SAGRADAS FAMÍLIAS

Por Claudia Mauad
contato: claumauad@terra.com.br


Caixas Entomológicas  ressignificadas. Claudia Mauad e Bruna Andrade. 2018.



Hoje o artes.LOCUS recebe a artista visual e arteterapeuta em formação Claudia Mauad. Nosso primeiro contato foi em sala de aula, quando ministrava o módulo História da Arte e Arteterapia, no curso de Formação em Arteterapia Ligia Diniz, em 2018.
"Sagradas Famílias" nos traz um rico diálogo entre a arte, a ciência e família, na perspectiva da artista, mãe e futura arteterapeuta.
Boa leitura,
Flavia Hargreaves
Coordenadora do projeto artes.LOCUS

#arte#ciencia#arteterapia#familia#antonigaudi#sagradafamilia

SAGRADAS FAMÍLIAS
por Claudia Mauad


Templo Expiatório da Sagrada Família, Barcelona, Catalunha, Espanha. 
Projeto do arquiteto catalão Antoni Gaudí.

A série Sagradas famílias realizada entre os anos de 2016 e 2018 propõe um diálogo poético e estético entre eu e minha filha Bruna Andrade, ambas artistas visuais, bem como uma releitura de um fragmento da obra de Antoni Gaudí.  Bruna, que além de artista visual é tatuadora, é apaixonada pelo universo dos insetos e demais seres da floresta. Este interesse de minha filha foi a motivação para fotografar, em uma viagem a Barcelona, em 2016, detalhes das portas da fachada da Natividade da Igreja da Sagrada Família projetada pelo arquiteto catalão Antoni Gaudí.

O projeto da igreja foi assumido por Gaudí em 1883, quando tinha 31 anos de idade, dedicando-lhe os seus últimos 40 anos de vida, os últimos quinze de forma exclusiva. A construção foi suspensa em 1936 devido à Guerra Civil Espanhola e não se estima a conclusão para antes de 2026, centenário da morte de Gaudí.  Esta entrada representa uma enorme floresta com diferentes insetos, folhas e flores moldados em metal. Sua beleza é de tirar o folego, assim como toda a obra arquitetônica de Gaudí.

Modernisme é o nome que um movimento semelhante ao art nouveau recebeu na Catalunha, entre os anos de 1880 e 1910, sendo Gaudí um de seus expoentes. O art nouveau revaloriza a beleza, colocando-a ao alcance de todos, pela articulação estreita entre arte e indústria. A fonte de inspiração primeira dos artistas é a natureza, as linhas sinuosas e assimétricas das flores e animais. Antoni Gaudí, que estava na linha de frente deste movimento desenvolveu um estilo único que o tornou conhecido mundialmente.  Suas famosas construções -  a Sagrada Família, o Parque e o Palácio Güell, a Casa Batlló, a Cripta da Colónia Güell entre outras obras - são marcadamente ecléticas e expressivas. A ornamentação é uma característica essencial, frequentemente integrada ao próprio edifício, enfatizando seu projeto, função e construção. O arquiteto é famoso por misturar muitas cores e texturas nas construções, utilizando cerâmica, ferro forjado, vitral, e marcenaria, trazendo forte influência na arquitetura gótica e catalã tradicional.

# O que fazer
A) No trecho sobre a série Sagradas Famílias, reescreva a passagem de "Hoje o artes.LOCUS" até "Diniz, em 2018.", inclusive, trocando "módulo" por "componente".
B) Segundo o trecho fornecido, em que ano Gaudí assumiu o projeto da igreja da Sagrada Família?
C) Transforme em lista o parágrafo do trecho fornecido que começa com "O projeto da igreja foi assumido", mantendo seus fatos principais.
Não é preciso consultar os itens.

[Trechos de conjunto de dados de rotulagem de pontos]
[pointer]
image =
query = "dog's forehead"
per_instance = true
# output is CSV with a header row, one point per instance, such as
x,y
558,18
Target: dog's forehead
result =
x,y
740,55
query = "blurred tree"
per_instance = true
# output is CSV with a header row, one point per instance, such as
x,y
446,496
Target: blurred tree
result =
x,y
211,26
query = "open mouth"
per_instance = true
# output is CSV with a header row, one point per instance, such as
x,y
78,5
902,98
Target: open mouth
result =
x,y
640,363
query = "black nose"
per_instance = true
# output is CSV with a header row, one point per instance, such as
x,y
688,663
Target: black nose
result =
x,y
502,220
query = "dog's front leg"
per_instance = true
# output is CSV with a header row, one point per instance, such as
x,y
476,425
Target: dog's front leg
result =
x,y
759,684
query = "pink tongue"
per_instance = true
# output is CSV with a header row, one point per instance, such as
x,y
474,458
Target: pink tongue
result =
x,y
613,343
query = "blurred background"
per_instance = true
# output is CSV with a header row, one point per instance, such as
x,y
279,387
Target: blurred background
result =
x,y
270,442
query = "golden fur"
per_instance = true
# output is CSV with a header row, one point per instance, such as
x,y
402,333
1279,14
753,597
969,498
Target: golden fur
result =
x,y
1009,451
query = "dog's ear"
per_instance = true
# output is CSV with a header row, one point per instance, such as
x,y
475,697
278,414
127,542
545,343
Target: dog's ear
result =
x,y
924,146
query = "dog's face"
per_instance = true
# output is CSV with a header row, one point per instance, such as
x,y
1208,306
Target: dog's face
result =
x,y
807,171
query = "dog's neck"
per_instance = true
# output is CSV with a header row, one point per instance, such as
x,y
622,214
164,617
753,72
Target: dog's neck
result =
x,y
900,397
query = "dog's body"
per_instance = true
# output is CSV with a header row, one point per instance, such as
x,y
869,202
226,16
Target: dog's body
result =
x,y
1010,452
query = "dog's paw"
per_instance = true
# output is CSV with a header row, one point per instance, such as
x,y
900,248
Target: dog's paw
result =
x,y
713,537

# Resultados por tarefa
A)
Hoje o artes.LOCUS recebe a artista visual e arteterapeuta em formação Claudia Mauad. Nosso primeiro contato foi em sala de aula, quando ministrava o componente História da Arte e Arteterapia, no curso de Formação em Arteterapia Ligia Diniz, em 2018.

B) Em 1883, quando tinha 31 anos de idade.

C)
- Gaudí assumiu o projeto da igreja em 1883, aos 31 anos. Dedicou-lhe os últimos 40 anos de vida, e os últimos quinze de forma exclusiva.
- A construção foi suspensa em 1936 devido à Guerra Civil Espanhola.
- Não se estima a conclusão para antes de 2026, centenário da morte de Gaudí.
- A entrada representa uma enorme floresta com diferentes insetos, folhas e flores moldados em metal.